→ What is expected
Continue the text on eye care professions, picking up after its final sentence.

→ Exercise text

An optometrist is an eye doctor holding the degree Doctor of Optometry. An optometrist is similar to a dentist in that they are usually the primary care doctor for your eyes in the same way that a dentist can be thought of as the primary care doctor for you teeth.

Ophthalmologist

An ophthalmologist is a medical doctor that specializes in eye care. To continue the dental analogy, ophthalmologists can be thought of as eye surgeons. Just as a dentist will refer a patient to an oral surgeon for gum surgery, an optometrist will refer patients to an ophthalmologist for cataract surgery.

Optician

An optician is not an eye doctor, but they are often no less important in helping you to see clearly. Opticians are the ones trained to adjust and fit glasses to your particular facial structure, as well as in the production of spectacle lenses. Because the effective power of a lens changes with the angle, position, and distance it sits relative to your eye, having a skilled optician fit your glasses is a very important step in getting the most from your eyewear. Their training is often received on-the-job, but there is also a certification exam for opticians, which they may be required to pass, depending on your state.

Ophthalmic Technician

An ophthalmic technician works under the supervision of an optometrist or ophthalmologist to assist with your eye exam. They may perform pretesting procedures, take initial medical histories, or operate specialized examination instruments. They are also quite important in providing you with great care due to their increased familiarity with the particular tasks and instruments they work with on a daily basis.

It is important to note however that the general outlines above are just broad generalizations and you will find great overlap between the professions. You will find optometrists that spend their days doing laser procedures as well as ophthalmologists that are well-versed in contact lenses. This overlap has been a source of friction and competition between the professions in the past. However, with better communication and because of increasing demand for eye care due to an aging population, this has become less of an issue.

Stored items from a collection
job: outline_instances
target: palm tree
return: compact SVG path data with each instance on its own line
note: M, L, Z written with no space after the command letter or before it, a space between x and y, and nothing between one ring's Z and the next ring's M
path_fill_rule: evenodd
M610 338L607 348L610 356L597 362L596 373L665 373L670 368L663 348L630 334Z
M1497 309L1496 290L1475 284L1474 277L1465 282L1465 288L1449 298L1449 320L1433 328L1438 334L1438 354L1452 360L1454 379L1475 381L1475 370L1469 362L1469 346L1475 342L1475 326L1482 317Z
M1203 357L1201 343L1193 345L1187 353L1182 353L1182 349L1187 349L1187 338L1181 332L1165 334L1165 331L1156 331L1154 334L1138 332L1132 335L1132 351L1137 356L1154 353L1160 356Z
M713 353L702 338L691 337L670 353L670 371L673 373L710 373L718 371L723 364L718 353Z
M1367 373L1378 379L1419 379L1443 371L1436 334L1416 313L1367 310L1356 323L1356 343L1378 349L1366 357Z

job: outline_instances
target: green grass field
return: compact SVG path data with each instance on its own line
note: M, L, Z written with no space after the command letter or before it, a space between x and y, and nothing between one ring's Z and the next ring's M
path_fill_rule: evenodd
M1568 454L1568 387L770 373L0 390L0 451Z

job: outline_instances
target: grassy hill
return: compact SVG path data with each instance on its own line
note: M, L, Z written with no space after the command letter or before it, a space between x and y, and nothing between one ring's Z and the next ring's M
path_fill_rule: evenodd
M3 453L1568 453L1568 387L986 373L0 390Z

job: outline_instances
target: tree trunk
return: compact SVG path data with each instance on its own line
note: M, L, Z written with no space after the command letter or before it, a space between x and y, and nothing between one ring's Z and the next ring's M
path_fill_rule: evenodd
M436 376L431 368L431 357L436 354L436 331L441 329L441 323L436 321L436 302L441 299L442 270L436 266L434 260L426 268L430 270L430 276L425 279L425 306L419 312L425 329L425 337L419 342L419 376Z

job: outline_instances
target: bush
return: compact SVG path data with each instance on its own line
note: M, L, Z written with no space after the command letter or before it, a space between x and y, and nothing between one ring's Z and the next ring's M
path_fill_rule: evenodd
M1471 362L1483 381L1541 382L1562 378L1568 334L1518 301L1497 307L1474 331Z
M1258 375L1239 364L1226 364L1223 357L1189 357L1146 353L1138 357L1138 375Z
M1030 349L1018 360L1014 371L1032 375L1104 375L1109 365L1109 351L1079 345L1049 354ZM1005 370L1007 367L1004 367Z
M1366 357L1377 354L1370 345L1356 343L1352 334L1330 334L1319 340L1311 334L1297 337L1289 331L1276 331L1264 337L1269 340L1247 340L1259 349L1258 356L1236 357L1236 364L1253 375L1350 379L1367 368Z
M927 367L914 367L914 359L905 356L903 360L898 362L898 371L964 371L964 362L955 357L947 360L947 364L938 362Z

→ Response to this exercise
In fact, nowadays it is common for a patient to receive services from one type of eye doctor and be referred to another type and then usually back to the original doctor again for follow-up care. And, while only optometrists and ophthalmologists are able to diagnose and treat eye disease and disorders, you will find opticians and other ophthalmic technicians that do a good portion of the pretesting and other exam procedures under the supervision of an optometrist or ophthalmologist.

Because your eye doctor, will surely have to communicate with other eye care providers as well as your primary care physician, it is important that they, whether they be an optometrist or ophthalmologist, are a good communicator not only with you, but with other medical professionals.

Therefore, I recommend that you choose your eye doctor by their experience working with your particular eye condition or needed procedure, their reputation among past and current patients, and their ability to communicate with you and with the greater medical community.